### Dataset entries
========

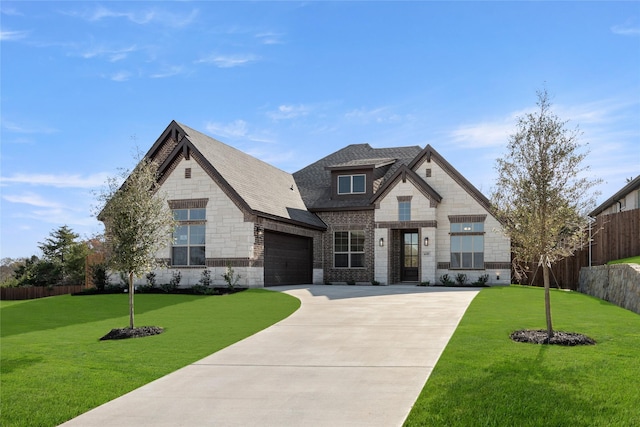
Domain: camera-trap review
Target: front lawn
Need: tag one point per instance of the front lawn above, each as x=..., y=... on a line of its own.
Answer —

========

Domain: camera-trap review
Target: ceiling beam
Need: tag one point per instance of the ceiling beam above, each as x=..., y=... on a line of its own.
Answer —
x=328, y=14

========

### What you need to do
State the count of lines in the material above that include "each", with no other words.

### Completed task
2